EXERCISE DATA =
□ □ □

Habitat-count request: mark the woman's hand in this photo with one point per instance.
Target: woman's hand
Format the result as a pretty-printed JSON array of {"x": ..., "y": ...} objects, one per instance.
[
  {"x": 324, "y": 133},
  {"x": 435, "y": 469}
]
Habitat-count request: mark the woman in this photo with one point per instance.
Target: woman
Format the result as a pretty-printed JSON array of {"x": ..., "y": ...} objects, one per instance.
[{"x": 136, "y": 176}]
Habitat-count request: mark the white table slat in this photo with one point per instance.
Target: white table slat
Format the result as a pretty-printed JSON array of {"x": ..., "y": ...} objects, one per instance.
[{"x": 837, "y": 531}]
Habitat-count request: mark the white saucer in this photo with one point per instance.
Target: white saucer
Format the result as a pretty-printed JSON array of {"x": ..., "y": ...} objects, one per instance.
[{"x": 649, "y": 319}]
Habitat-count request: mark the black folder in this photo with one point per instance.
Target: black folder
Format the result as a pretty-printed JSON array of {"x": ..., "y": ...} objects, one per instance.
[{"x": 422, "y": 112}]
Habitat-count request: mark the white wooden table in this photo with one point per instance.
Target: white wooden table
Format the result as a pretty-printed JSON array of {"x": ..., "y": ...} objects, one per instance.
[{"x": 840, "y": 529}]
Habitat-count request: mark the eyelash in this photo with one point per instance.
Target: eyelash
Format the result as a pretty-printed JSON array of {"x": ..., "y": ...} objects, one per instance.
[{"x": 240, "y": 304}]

□ □ □

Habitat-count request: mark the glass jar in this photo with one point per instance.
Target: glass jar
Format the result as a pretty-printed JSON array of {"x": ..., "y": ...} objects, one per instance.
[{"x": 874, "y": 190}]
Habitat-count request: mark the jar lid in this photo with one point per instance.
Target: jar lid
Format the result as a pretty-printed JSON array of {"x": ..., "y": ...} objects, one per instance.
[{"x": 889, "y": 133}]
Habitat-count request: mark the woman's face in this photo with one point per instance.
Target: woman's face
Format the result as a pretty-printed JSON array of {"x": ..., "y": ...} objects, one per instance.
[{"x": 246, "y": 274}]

□ □ □

EXERCISE AIM =
What the answer needs is every line from the data above with "glass" in it.

EXERCISE ANSWER =
Habitat-count request: mark the glass jar in this photo with one point per instance.
Target: glass jar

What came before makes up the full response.